__Your objective__. Copy each line of the entries beneath that contains the word "yellow".

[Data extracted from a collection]
^^^^^^^^^^^^^^^^
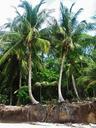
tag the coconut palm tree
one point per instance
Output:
(27, 26)
(70, 31)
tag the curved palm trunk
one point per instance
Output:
(74, 86)
(29, 81)
(60, 97)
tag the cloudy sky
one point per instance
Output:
(6, 10)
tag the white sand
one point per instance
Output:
(44, 125)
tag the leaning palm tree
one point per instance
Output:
(70, 31)
(27, 26)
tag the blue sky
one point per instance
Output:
(6, 10)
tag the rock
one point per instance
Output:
(83, 112)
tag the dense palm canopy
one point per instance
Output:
(32, 59)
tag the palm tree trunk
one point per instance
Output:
(60, 97)
(20, 82)
(74, 86)
(29, 81)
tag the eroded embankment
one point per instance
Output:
(60, 113)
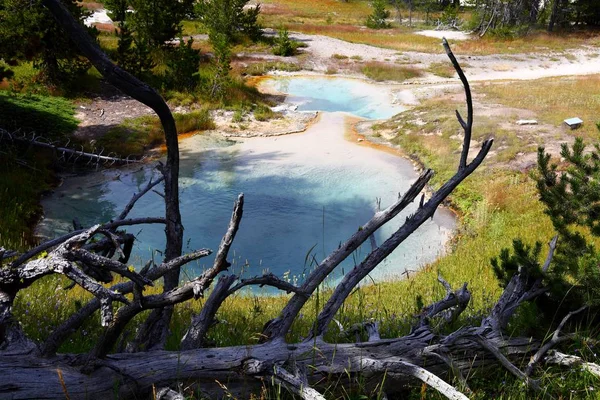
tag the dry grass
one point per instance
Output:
(384, 72)
(445, 70)
(571, 97)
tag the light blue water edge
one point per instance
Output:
(332, 94)
(301, 201)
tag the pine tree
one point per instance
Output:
(379, 16)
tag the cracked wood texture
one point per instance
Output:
(145, 94)
(26, 377)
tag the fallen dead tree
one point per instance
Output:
(141, 367)
(65, 153)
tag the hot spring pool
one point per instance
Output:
(304, 195)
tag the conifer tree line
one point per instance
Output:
(149, 34)
(500, 17)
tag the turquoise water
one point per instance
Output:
(304, 195)
(354, 96)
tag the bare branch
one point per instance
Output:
(457, 301)
(550, 255)
(517, 291)
(556, 357)
(554, 340)
(91, 157)
(268, 280)
(532, 383)
(221, 264)
(467, 126)
(111, 265)
(151, 184)
(195, 336)
(406, 368)
(148, 96)
(55, 242)
(278, 327)
(354, 276)
(74, 322)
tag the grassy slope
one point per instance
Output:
(497, 206)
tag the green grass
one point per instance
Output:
(384, 72)
(24, 178)
(135, 136)
(50, 117)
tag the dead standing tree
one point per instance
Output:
(31, 370)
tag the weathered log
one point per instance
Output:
(145, 94)
(26, 377)
(65, 151)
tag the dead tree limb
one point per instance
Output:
(424, 212)
(145, 94)
(29, 371)
(79, 154)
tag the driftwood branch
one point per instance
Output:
(455, 302)
(424, 212)
(145, 94)
(567, 360)
(65, 151)
(555, 339)
(27, 371)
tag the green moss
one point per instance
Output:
(50, 117)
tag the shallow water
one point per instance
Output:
(304, 195)
(354, 96)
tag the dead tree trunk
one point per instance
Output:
(30, 370)
(158, 323)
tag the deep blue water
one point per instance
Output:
(304, 195)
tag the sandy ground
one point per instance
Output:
(109, 110)
(478, 68)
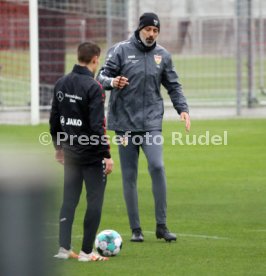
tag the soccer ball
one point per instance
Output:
(108, 243)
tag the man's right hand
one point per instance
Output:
(109, 164)
(120, 82)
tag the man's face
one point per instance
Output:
(148, 35)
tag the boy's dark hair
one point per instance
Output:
(87, 50)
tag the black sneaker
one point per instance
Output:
(163, 233)
(137, 235)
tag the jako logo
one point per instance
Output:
(73, 122)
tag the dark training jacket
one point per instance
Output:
(139, 106)
(78, 112)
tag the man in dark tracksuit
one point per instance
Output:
(77, 126)
(134, 71)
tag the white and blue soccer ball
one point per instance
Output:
(108, 243)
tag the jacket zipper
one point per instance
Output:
(143, 106)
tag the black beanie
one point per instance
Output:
(149, 19)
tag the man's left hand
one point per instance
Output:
(59, 156)
(184, 116)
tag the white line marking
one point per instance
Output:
(256, 230)
(194, 236)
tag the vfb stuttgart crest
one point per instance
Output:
(158, 59)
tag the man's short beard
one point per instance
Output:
(145, 42)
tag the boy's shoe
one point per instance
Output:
(92, 257)
(137, 235)
(162, 232)
(65, 254)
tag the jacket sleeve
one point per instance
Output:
(55, 125)
(171, 83)
(111, 68)
(97, 118)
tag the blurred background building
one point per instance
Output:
(218, 48)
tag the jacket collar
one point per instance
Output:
(139, 44)
(82, 70)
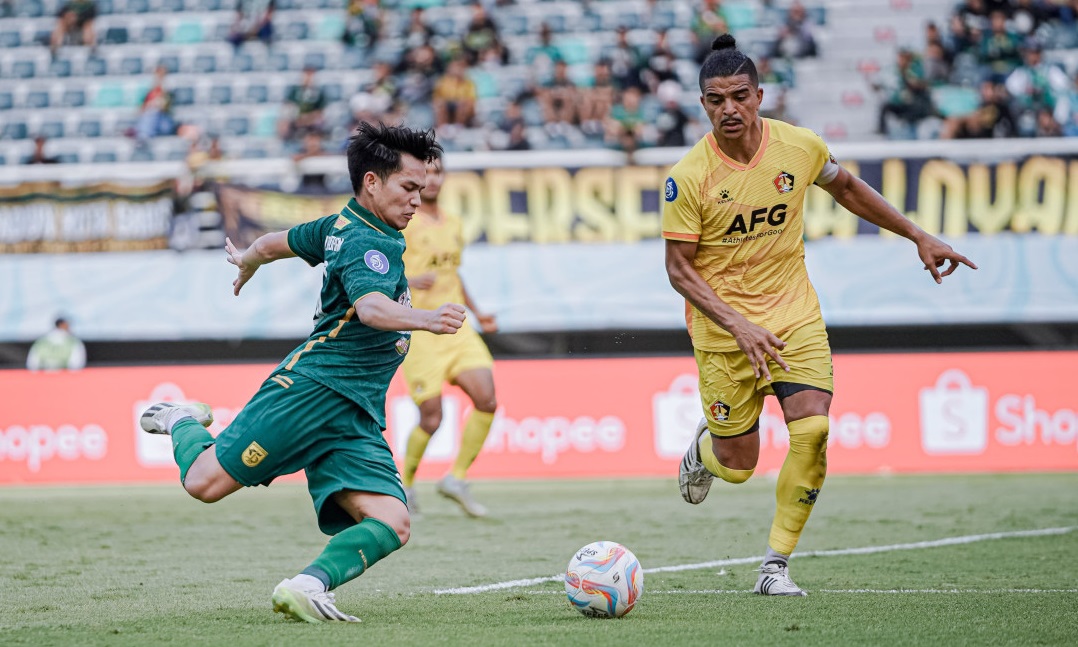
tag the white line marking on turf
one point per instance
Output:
(727, 591)
(867, 550)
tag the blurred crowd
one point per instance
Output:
(986, 73)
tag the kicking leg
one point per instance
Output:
(799, 483)
(383, 526)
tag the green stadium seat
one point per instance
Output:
(187, 33)
(109, 95)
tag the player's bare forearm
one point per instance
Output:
(377, 311)
(867, 204)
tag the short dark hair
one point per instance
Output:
(377, 149)
(726, 59)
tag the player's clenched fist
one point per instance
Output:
(446, 319)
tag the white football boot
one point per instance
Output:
(457, 490)
(160, 417)
(775, 580)
(307, 606)
(693, 478)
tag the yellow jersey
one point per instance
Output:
(434, 245)
(747, 221)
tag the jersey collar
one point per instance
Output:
(354, 209)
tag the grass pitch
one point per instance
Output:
(147, 565)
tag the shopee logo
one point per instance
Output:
(552, 436)
(39, 443)
(1024, 424)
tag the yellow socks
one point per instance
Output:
(713, 465)
(416, 445)
(475, 430)
(799, 481)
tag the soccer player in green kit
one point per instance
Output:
(322, 409)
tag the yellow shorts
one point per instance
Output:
(733, 397)
(434, 359)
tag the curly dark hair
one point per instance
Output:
(377, 149)
(727, 60)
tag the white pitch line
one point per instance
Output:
(858, 591)
(867, 550)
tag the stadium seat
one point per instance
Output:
(183, 95)
(258, 93)
(51, 129)
(109, 95)
(60, 67)
(237, 126)
(37, 99)
(220, 95)
(14, 129)
(115, 36)
(152, 33)
(90, 127)
(130, 66)
(205, 64)
(73, 97)
(23, 69)
(187, 33)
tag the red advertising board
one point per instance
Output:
(584, 417)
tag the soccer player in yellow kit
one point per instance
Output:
(733, 229)
(432, 261)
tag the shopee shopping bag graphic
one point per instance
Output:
(954, 415)
(676, 412)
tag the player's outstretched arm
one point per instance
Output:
(265, 249)
(377, 311)
(756, 342)
(864, 202)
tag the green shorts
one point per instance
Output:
(294, 423)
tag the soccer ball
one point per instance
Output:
(604, 580)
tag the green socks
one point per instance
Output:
(353, 551)
(190, 440)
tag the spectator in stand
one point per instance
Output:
(999, 50)
(558, 98)
(454, 98)
(481, 41)
(39, 156)
(303, 107)
(910, 99)
(542, 57)
(378, 100)
(512, 126)
(1035, 86)
(155, 113)
(936, 65)
(672, 121)
(626, 127)
(417, 32)
(418, 69)
(363, 23)
(253, 22)
(596, 101)
(992, 118)
(74, 25)
(312, 147)
(57, 350)
(626, 62)
(796, 38)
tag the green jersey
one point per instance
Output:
(361, 256)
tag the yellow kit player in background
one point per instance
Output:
(733, 229)
(432, 261)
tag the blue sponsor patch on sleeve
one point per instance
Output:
(377, 261)
(671, 190)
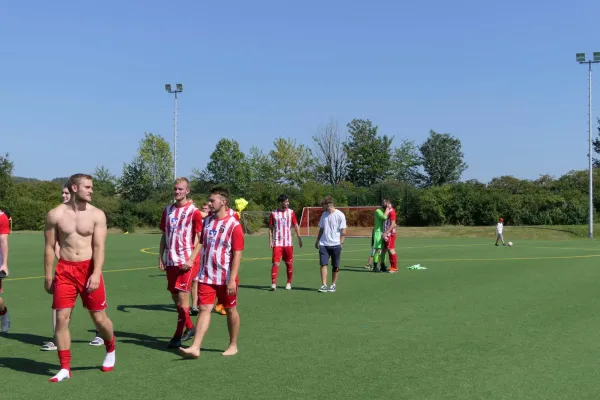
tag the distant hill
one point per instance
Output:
(17, 179)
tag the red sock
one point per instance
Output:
(274, 272)
(180, 323)
(64, 357)
(290, 273)
(110, 346)
(188, 319)
(394, 261)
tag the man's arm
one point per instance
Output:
(99, 242)
(49, 250)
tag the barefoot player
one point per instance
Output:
(181, 224)
(222, 245)
(280, 240)
(81, 230)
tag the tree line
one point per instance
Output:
(358, 166)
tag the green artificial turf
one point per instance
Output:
(481, 322)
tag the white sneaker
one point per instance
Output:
(49, 346)
(98, 341)
(4, 322)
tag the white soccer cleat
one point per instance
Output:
(4, 322)
(109, 361)
(61, 376)
(98, 341)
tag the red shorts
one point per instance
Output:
(207, 294)
(179, 280)
(70, 280)
(287, 253)
(390, 244)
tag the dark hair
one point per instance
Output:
(76, 180)
(221, 191)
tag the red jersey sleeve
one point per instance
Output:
(197, 222)
(4, 225)
(163, 223)
(237, 239)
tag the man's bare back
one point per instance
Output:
(77, 231)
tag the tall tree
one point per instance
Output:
^^^^^^^^^^^^^^^^
__Answer for this exercise__.
tag the yellow jersey
tag the yellow socks
tag the yellow shorts
tag the soccer player in yellow kit
tag the yellow kit player in background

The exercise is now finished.